* **DESCRIPTION OF THE TASK**: Please keep the images out and set down the data exactly as given.

* **PROVIDED ENTRIES**:
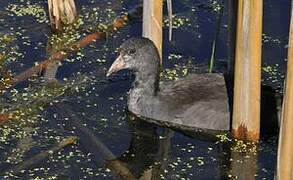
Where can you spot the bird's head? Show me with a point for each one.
(136, 54)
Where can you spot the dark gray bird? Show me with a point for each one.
(198, 101)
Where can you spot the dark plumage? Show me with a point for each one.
(196, 101)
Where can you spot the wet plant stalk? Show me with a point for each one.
(214, 45)
(59, 56)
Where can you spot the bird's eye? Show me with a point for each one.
(131, 51)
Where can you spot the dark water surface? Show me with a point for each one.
(112, 142)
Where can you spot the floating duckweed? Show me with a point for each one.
(177, 22)
(244, 147)
(36, 11)
(268, 39)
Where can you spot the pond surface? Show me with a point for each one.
(78, 101)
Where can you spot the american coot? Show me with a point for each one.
(198, 101)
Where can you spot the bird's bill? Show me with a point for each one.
(116, 66)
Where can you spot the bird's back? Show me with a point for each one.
(196, 101)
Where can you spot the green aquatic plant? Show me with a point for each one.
(34, 10)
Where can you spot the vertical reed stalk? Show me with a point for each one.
(152, 22)
(285, 151)
(246, 107)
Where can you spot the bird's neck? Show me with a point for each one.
(147, 82)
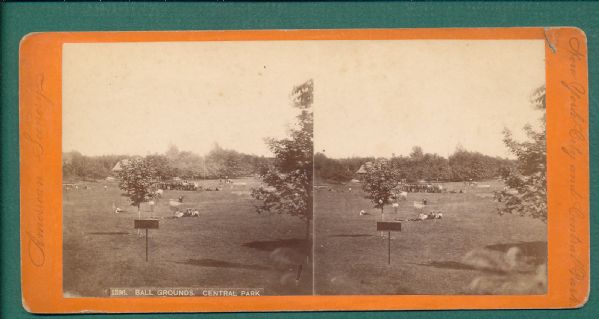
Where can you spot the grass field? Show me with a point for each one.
(426, 256)
(228, 246)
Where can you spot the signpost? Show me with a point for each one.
(146, 224)
(388, 227)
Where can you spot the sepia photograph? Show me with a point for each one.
(187, 169)
(430, 169)
(314, 167)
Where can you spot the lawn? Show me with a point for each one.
(228, 246)
(426, 256)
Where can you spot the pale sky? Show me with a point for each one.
(372, 98)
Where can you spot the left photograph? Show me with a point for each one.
(187, 169)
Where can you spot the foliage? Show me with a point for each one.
(526, 193)
(331, 170)
(289, 179)
(160, 165)
(379, 181)
(462, 165)
(136, 180)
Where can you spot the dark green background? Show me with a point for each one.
(18, 19)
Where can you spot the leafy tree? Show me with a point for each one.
(289, 180)
(136, 180)
(378, 183)
(526, 193)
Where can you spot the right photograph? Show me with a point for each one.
(430, 169)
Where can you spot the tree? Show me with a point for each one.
(526, 193)
(378, 183)
(136, 180)
(289, 179)
(160, 165)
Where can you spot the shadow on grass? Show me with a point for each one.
(221, 264)
(270, 245)
(536, 250)
(454, 265)
(350, 235)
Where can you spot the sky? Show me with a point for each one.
(371, 98)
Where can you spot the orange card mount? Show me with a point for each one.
(126, 198)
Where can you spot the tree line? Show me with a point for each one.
(462, 165)
(218, 163)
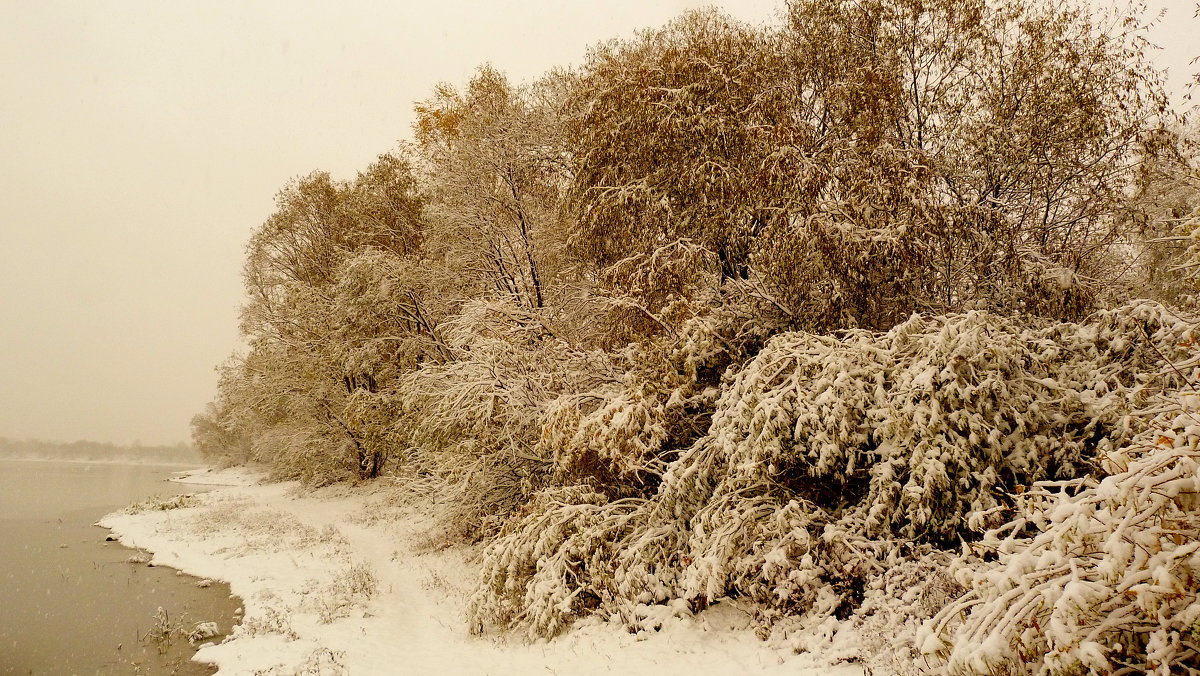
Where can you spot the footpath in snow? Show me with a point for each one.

* **FINISHED TASK**:
Where can you spot the bird's head? Show me with a point for each one.
(136, 54)
Where can you spot the dark gray bird? Show me with a point for each one.
(198, 101)
Where can you spot the dark plumage? Show me with a point for each one.
(196, 101)
Where can you spot the wet plant stalk? Show me with a point for each one.
(214, 45)
(59, 56)
Where can you spot the bird's eye? Show me with a point for each one.
(131, 51)
Where can you spot the dark water surface? Show me with a point for each one.
(112, 142)
Where can you spot the floating duckweed? Show me with a point for each one.
(177, 22)
(244, 147)
(36, 11)
(268, 39)
Where can you spot the pond surface? Show me with a point for each one.
(78, 101)
Where can you spot the american coot? Show me with a point for each one.
(198, 101)
Where can you spot the bird's bill? Show me with a point for each one.
(116, 66)
Where can you spot the bird's back? Show me with a point for each one.
(196, 101)
Where can you spot the green aquatic plant? Show me with a point for each one.
(34, 10)
Where can you spot the vertical reed stalk? Show me with a point for each one.
(152, 22)
(285, 151)
(246, 107)
Where can you spot the bird's neck? Show me with a point for each one.
(147, 82)
Where can you spot the grass field? Show me with a point for each one.
(426, 256)
(228, 246)
Where can you spot the signpost? Show me with a point for each one.
(146, 224)
(388, 227)
Where can you spot the sepia photograph? Show me with a point for each one.
(187, 169)
(430, 169)
(314, 167)
Where can you spot the lawn? Show me with a point for each one.
(228, 246)
(426, 256)
Where can you spot the pale sky? Show me with a point for each one.
(372, 98)
Where can you spot the left photograph? Show me with a point for each one.
(187, 169)
Where can you spot the foliage? Show me with a point for each one.
(526, 193)
(331, 170)
(289, 179)
(160, 165)
(379, 181)
(462, 165)
(136, 180)
Where can you spot the dark green background? Show me with a point for each one.
(18, 19)
Where can you spot the leafy tree? Show me with a point for each one.
(289, 180)
(136, 180)
(378, 183)
(526, 193)
Where can you spot the right photograph? Show me with a point for each one.
(430, 169)
Where can you spot the tree? Show me with a point for each one.
(526, 193)
(378, 183)
(136, 180)
(289, 179)
(160, 165)
Where can you spot the shadow on grass? Show me with a point for each one.
(221, 264)
(270, 245)
(536, 250)
(454, 265)
(350, 235)
Where can you spot the sky? Show me with a point for each one.
(371, 98)
Where can you spot the orange card mount? Show me with a point for each one.
(126, 198)
Where can you spot the tree line? Show me with a point for each one.
(462, 165)
(218, 163)
Where can you spot the footpath in snow? Show me with a point for each one.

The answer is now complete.